▸ **Given instruction**
Please copy the listing from the line with "Query: pointed spire" up to and including the line with "Mark the region of every instance of the pointed", substituting "sharp steeple" for "pointed spire" and changing nothing else. Return only those lines.

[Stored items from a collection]
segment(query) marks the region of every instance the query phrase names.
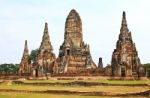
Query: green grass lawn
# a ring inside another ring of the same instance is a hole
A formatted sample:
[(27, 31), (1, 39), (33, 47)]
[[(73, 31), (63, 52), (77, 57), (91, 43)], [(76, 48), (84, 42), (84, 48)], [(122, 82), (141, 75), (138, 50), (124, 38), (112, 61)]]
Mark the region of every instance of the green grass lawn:
[(25, 80), (25, 83), (68, 83), (68, 82), (99, 82), (108, 84), (150, 84), (150, 80)]
[(57, 95), (57, 94), (0, 92), (0, 98), (108, 98), (108, 97), (79, 96), (79, 95), (60, 95), (60, 94)]
[(32, 85), (0, 85), (0, 89), (14, 90), (31, 90), (31, 91), (46, 91), (46, 90), (71, 90), (71, 91), (101, 91), (112, 93), (134, 93), (150, 90), (148, 86), (32, 86)]
[[(112, 97), (0, 92), (0, 98), (112, 98)], [(113, 97), (113, 98), (123, 98), (123, 97)], [(133, 97), (132, 96), (132, 97), (124, 97), (124, 98), (146, 98), (146, 97), (141, 97), (141, 96)]]

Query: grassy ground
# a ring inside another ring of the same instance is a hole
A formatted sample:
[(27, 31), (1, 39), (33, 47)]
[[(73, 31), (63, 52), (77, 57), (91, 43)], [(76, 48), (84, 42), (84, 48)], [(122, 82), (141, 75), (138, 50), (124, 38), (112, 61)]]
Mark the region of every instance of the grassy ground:
[(0, 85), (0, 89), (14, 89), (14, 90), (31, 90), (31, 91), (45, 91), (45, 90), (71, 90), (71, 91), (101, 91), (112, 93), (134, 93), (150, 90), (148, 86), (29, 86), (29, 85)]
[[(75, 82), (76, 80), (25, 80), (26, 83), (68, 83)], [(78, 80), (79, 81), (79, 80)], [(81, 81), (81, 80), (80, 80)], [(108, 84), (150, 84), (150, 80), (83, 80), (82, 82), (99, 82)], [(23, 84), (6, 85), (0, 84), (0, 89), (12, 90), (30, 90), (30, 91), (46, 91), (46, 90), (67, 90), (67, 91), (99, 91), (110, 92), (115, 94), (135, 93), (150, 90), (150, 86), (33, 86)], [(111, 98), (103, 96), (80, 96), (80, 95), (63, 95), (63, 94), (39, 94), (39, 93), (24, 93), (24, 92), (0, 92), (0, 98)], [(115, 97), (123, 98), (123, 97)], [(134, 97), (125, 97), (134, 98)], [(142, 98), (136, 97), (136, 98)], [(144, 98), (144, 97), (143, 97)]]
[(25, 80), (25, 83), (68, 83), (74, 81), (99, 82), (108, 84), (150, 84), (150, 80)]
[[(112, 98), (112, 97), (0, 92), (0, 98)], [(115, 97), (115, 98), (123, 98), (123, 97)], [(146, 97), (131, 96), (125, 98), (146, 98)]]

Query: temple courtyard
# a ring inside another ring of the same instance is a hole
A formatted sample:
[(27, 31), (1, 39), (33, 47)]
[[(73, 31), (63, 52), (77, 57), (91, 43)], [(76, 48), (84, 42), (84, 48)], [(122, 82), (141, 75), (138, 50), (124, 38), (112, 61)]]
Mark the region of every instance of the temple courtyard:
[(147, 98), (150, 80), (0, 80), (0, 98)]

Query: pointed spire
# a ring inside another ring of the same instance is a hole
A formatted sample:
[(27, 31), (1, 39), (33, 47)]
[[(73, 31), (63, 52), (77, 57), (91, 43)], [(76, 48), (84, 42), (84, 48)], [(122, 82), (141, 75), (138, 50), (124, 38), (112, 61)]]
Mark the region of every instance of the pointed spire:
[(48, 23), (47, 22), (45, 22), (44, 33), (48, 33)]
[(40, 46), (40, 50), (44, 49), (44, 50), (53, 50), (51, 42), (50, 42), (50, 37), (49, 37), (49, 32), (48, 32), (48, 23), (45, 23), (45, 27), (44, 27), (44, 34), (42, 37), (42, 42), (41, 42), (41, 46)]
[(123, 11), (122, 14), (122, 27), (127, 27), (126, 13)]
[(25, 40), (25, 48), (28, 48), (27, 40)]
[(24, 55), (29, 55), (27, 40), (25, 40), (23, 56)]

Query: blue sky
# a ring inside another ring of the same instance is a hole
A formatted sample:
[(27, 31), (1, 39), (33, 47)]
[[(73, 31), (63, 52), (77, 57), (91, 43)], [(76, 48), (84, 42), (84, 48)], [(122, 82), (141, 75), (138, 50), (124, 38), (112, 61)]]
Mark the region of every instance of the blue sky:
[(111, 62), (120, 33), (122, 12), (126, 11), (142, 63), (150, 62), (149, 0), (0, 0), (0, 64), (19, 63), (24, 41), (28, 47), (39, 48), (44, 23), (48, 22), (51, 43), (58, 56), (64, 40), (64, 26), (71, 9), (79, 13), (84, 42), (90, 45), (95, 63), (103, 58)]

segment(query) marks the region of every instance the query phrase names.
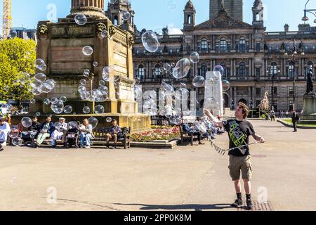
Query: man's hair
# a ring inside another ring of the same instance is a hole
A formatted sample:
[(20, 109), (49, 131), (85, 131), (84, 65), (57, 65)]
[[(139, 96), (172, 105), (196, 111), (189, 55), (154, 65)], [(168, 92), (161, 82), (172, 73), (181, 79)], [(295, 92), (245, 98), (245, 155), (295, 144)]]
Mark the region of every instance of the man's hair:
[(248, 106), (242, 102), (238, 103), (237, 106), (241, 109), (242, 109), (242, 113), (244, 114), (244, 119), (246, 119), (248, 117), (248, 114), (249, 113)]

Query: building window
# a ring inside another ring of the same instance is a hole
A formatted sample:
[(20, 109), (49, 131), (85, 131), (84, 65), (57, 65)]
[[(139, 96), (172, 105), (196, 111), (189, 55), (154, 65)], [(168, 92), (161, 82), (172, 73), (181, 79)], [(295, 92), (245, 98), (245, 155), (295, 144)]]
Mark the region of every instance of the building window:
[(154, 76), (156, 78), (162, 78), (162, 69), (160, 65), (156, 65), (154, 67)]
[(260, 87), (256, 89), (256, 95), (257, 97), (261, 96), (261, 89)]
[(224, 73), (223, 74), (223, 77), (226, 78), (227, 77), (227, 70), (226, 70), (226, 63), (225, 62), (223, 62), (220, 63), (220, 65), (224, 68)]
[(260, 68), (256, 68), (256, 77), (257, 79), (260, 79), (260, 74), (261, 74), (261, 69)]
[(239, 44), (238, 49), (240, 52), (246, 51), (246, 40), (244, 40), (244, 39), (239, 40)]
[(240, 79), (244, 79), (246, 76), (246, 65), (244, 63), (240, 63), (239, 68), (239, 77)]
[(227, 42), (225, 40), (221, 40), (220, 42), (220, 51), (227, 50)]
[(205, 63), (203, 63), (201, 66), (201, 76), (206, 77), (207, 72), (207, 65)]
[(145, 77), (145, 69), (144, 69), (144, 66), (143, 65), (140, 65), (138, 66), (138, 77), (140, 79), (144, 79)]
[(260, 50), (261, 50), (261, 44), (260, 44), (260, 42), (256, 42), (256, 51), (260, 51)]
[(207, 51), (209, 44), (207, 43), (206, 39), (203, 39), (201, 41), (201, 50), (202, 51)]

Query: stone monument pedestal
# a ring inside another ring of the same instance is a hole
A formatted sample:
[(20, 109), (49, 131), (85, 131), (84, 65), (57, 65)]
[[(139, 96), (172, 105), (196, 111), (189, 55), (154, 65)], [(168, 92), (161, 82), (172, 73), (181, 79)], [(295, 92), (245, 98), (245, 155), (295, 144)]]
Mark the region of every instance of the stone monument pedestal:
[(303, 98), (303, 114), (298, 124), (316, 124), (316, 97), (306, 96)]

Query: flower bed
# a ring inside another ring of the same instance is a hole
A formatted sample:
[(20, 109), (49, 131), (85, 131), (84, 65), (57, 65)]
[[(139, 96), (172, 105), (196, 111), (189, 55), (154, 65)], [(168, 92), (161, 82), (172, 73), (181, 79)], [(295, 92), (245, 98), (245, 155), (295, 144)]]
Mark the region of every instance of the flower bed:
[(131, 135), (133, 141), (150, 142), (153, 141), (169, 141), (180, 137), (178, 127), (152, 127), (152, 131), (136, 133)]

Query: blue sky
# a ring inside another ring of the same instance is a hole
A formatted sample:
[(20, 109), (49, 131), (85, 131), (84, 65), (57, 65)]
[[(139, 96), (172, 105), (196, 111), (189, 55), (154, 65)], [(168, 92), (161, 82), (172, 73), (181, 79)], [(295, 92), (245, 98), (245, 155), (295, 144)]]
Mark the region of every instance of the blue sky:
[[(105, 0), (107, 2), (107, 0)], [(209, 0), (192, 0), (197, 10), (197, 24), (209, 19)], [(215, 0), (217, 1), (217, 0)], [(244, 21), (252, 21), (251, 7), (254, 0), (244, 0)], [(184, 6), (187, 0), (132, 0), (136, 11), (135, 22), (139, 30), (142, 28), (156, 30), (169, 25), (176, 32), (183, 27)], [(267, 31), (282, 31), (285, 23), (290, 30), (296, 30), (301, 23), (303, 8), (307, 0), (263, 0), (265, 6), (265, 25)], [(37, 21), (46, 20), (49, 11), (55, 6), (57, 18), (65, 17), (70, 13), (70, 0), (12, 0), (13, 27), (36, 27)], [(174, 2), (174, 4), (173, 4)], [(316, 8), (316, 0), (310, 0), (308, 8)], [(2, 10), (2, 0), (0, 9)], [(2, 18), (2, 12), (0, 16)], [(51, 17), (48, 15), (48, 17)], [(314, 15), (308, 14), (314, 25)], [(2, 22), (0, 25), (2, 30)]]

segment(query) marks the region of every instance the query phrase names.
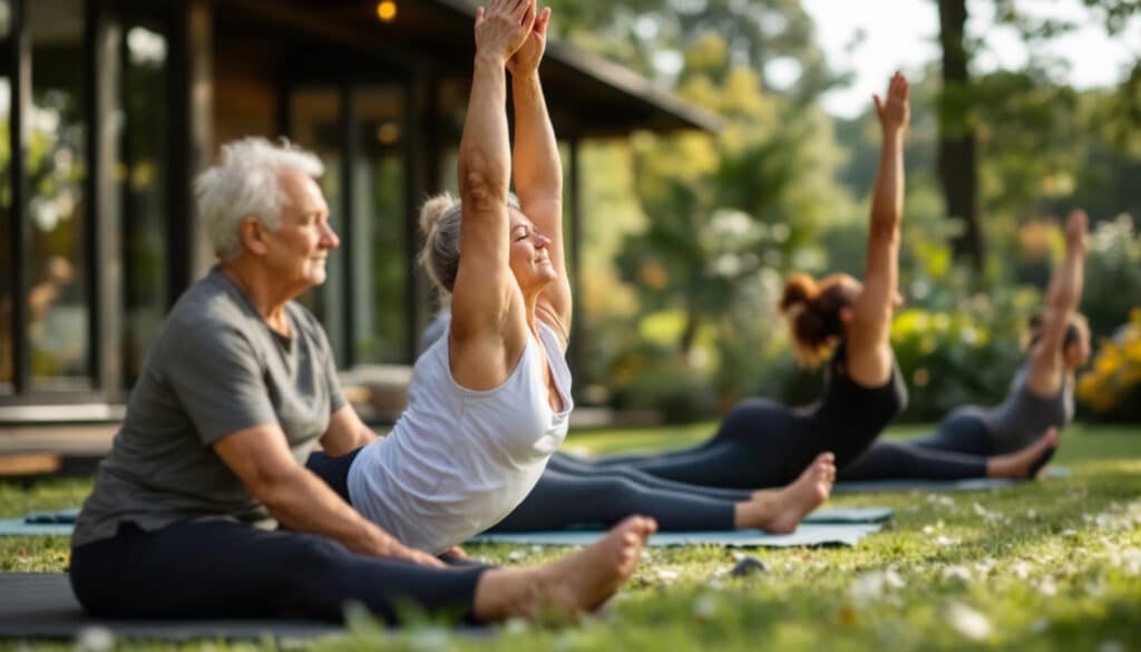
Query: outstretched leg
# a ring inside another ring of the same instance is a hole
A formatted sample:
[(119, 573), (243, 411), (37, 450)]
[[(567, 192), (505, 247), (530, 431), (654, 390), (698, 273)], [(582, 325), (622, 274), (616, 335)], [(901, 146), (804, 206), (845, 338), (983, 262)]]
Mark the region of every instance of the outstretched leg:
[(721, 489), (718, 486), (688, 484), (650, 475), (632, 467), (597, 465), (592, 460), (575, 458), (566, 453), (555, 453), (548, 462), (547, 468), (576, 477), (623, 477), (652, 489), (675, 491), (689, 496), (702, 496), (717, 500), (741, 502), (750, 500), (753, 497), (753, 492), (745, 489)]
[(515, 512), (489, 531), (610, 525), (632, 514), (655, 518), (662, 530), (731, 530), (734, 509), (730, 500), (655, 490), (624, 477), (580, 477), (547, 469)]
[(822, 454), (788, 486), (745, 494), (742, 500), (657, 489), (631, 477), (581, 476), (548, 468), (531, 494), (492, 531), (559, 530), (645, 514), (663, 531), (753, 528), (791, 532), (827, 499), (834, 480), (830, 453)]
[(652, 518), (631, 516), (600, 541), (557, 562), (487, 571), (476, 586), (475, 615), (496, 621), (598, 609), (633, 574), (655, 530)]
[(877, 442), (861, 458), (840, 469), (840, 481), (965, 480), (1011, 477), (1025, 480), (1037, 472), (1058, 445), (1050, 429), (1034, 444), (1006, 456), (985, 457), (931, 449), (907, 442)]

▸ **Exercise answer**
Query: sharp steeple
# a ring inside another ring of the same instance is a hole
A formatted sample:
[(27, 31), (1, 39), (33, 47)]
[[(73, 31), (63, 52), (77, 57), (91, 43)], [(76, 48), (84, 42), (84, 48)], [(122, 82), (141, 75), (138, 50), (124, 38), (112, 61)]]
Mark the region of every instance of the sharp steeple:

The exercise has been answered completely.